• Text for analysis:
──────

The soft spot is the central equivalence itself. The framework requires that a smoothed PO objective can be defined whose Hessian exactly reproduces the general randomized ZO form without extra bias or limits on the underlying function. If that matching only holds for particular smoothing parameters, policy classes, or reward structures, the claimed generality of the unification and the subsequent ZoVH derivations would shrink. The abstract presents the step as derived rather than tautological, but the full math needs to be walked through to confirm no implicit restrictions slipped in.

Empirical claims are mentioned but the abstract gives no detail on controls or comparison baselines, so it is hard to gauge how much the new estimators improve on existing variance-reduction techniques in practice.

This is for people working on black-box optimization, bilevel problems, and derivative-free methods. A reader who needs better Hessian estimates in high dimensions would find usable ideas here if the proofs hold.

I would send it to peer review. The framing is coherent and the claims are specific enough that a referee can check the derivations and experiments directly.

Referee Report

2 major / 1 minor

Summary. The manuscript claims that reinterpreting zeroth-order Hessian approximation through single-step policy optimization yields a theoretical equivalence between general ZO Hessian estimators and the Hessian of a smoothed PO objective. This unifies classical randomized estimators as instances of baseline selection. Building on the equivalence, the authors introduce the ZoVH suite of variance-reduced estimators for the full Hessian, its regularized inverse, and the bias-corrected inverse-Hessian-gradient product, employing an optimal baseline and query reuse. Theoretical analysis asserts unbiasedness of the Hessian estimator, variance optimality of the baseline, error bounds for the suite, and convergence guarantees for the resulting curvature-aware ZO algorithm, with empirical results supporting superior accuracy and performance.

Significance. If the equivalence and derivations hold without hidden restrictions, the work provides a unifying lens for ZO Hessian estimation that could systematically generate improved low-variance estimators, benefiting bilevel optimization, Bayesian inference, and uncertainty quantification. Code availability at the cited GitHub repository is a clear strength for reproducibility. The perspective is novel within the field but its impact hinges on verification of the load-bearing equivalence step.

major comments (2)

[unified framework section] Unified framework (abstract and main derivation): the claim that the Hessian of the smoothed single-step PO objective exactly reproduces the general form of randomized ZO Hessian estimators requires an explicit, step-by-step derivation showing alignment of the perturbation expectation with the ZO formula without introducing bias terms or restricting the underlying function/policy class. This equivalence is the load-bearing step enabling unification and all subsequent ZoVH derivations.

──────

Stored entries:
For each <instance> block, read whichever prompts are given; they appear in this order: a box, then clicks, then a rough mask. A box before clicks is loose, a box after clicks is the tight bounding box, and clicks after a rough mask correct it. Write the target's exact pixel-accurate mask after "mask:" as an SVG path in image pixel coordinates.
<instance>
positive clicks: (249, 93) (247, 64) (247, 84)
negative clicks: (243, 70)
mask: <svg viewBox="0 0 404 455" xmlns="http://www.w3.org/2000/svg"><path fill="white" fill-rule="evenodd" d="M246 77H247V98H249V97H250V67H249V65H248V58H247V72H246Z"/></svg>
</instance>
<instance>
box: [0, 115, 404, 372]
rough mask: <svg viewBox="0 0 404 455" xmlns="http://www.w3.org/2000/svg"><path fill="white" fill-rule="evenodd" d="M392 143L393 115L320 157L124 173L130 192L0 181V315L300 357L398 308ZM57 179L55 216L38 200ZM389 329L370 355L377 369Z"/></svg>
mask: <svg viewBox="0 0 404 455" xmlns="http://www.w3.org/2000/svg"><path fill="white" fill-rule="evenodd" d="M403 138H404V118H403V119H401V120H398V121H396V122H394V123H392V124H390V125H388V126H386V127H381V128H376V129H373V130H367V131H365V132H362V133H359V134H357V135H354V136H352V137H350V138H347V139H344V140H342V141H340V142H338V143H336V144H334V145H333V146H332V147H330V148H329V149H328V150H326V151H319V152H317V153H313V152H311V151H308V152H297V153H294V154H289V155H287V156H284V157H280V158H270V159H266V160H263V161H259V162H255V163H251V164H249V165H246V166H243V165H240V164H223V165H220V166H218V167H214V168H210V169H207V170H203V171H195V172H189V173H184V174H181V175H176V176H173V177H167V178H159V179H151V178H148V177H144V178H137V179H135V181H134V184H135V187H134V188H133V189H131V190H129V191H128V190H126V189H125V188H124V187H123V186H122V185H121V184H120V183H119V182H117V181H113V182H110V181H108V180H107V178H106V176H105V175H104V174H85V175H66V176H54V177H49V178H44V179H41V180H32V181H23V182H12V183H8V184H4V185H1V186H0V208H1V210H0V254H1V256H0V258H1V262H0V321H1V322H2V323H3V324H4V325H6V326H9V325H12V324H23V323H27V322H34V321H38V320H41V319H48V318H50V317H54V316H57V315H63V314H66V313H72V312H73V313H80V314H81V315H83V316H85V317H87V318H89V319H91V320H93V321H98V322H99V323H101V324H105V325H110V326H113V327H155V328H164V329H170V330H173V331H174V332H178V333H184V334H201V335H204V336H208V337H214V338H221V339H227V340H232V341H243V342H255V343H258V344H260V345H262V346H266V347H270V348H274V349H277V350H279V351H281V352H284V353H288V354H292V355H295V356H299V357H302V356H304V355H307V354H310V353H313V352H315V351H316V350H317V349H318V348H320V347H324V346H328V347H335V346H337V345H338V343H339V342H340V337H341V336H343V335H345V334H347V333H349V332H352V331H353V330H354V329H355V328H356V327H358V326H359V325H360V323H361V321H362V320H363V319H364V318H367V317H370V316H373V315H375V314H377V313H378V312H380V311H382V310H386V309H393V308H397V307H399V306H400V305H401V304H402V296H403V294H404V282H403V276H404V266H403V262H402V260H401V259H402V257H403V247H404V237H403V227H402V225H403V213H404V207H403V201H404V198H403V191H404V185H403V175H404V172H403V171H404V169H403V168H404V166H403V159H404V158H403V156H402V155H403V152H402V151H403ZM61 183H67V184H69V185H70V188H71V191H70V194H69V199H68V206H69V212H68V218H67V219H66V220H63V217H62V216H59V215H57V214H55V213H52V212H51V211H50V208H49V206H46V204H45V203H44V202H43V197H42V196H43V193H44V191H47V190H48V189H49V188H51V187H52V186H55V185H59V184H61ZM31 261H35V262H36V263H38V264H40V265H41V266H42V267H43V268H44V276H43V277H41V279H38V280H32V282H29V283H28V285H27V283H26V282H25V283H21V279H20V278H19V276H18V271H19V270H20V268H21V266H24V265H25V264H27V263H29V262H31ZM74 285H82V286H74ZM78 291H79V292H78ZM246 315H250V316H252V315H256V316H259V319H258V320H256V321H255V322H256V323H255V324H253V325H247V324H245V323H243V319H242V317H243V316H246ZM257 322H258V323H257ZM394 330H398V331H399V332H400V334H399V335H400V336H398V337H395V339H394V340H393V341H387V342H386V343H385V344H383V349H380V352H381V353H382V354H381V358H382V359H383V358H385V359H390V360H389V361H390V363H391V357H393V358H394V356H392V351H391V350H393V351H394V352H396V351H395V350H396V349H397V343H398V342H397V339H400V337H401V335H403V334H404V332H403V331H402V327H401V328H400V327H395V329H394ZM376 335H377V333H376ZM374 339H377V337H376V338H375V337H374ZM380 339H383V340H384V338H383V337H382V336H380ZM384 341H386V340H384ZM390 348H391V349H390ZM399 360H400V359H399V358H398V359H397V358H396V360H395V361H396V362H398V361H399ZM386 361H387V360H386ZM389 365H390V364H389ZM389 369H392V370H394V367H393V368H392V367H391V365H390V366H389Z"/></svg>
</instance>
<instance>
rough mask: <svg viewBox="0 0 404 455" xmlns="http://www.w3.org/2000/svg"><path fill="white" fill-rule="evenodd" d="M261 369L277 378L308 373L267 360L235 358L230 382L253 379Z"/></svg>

──────

• Required work:
(a) Translate into French the following sentence from the report on zeroth-order Hessian estimation: "Code availability at the cited GitHub repository is a clear strength for reproducibility."
(b) Extract a passage verbatim from the report on zeroth-order Hessian estimation. Begin at the words "Significance. If the" and stop after "load-bearing equivalence step.".

• Task responses:
(a) La disponibilité du code dans le dépôt GitHub cité constitue un atout évident pour la reproductibilité.

(b)
Significance. If the equivalence and derivations hold without hidden restrictions, the work provides a unifying lens for ZO Hessian estimation that could systematically generate improved low-variance estimators, benefiting bilevel optimization, Bayesian inference, and uncertainty quantification. Code availability at the cited GitHub repository is a clear strength for reproducibility. The perspective is novel within the field but its impact hinges on verification of the load-bearing equivalence step.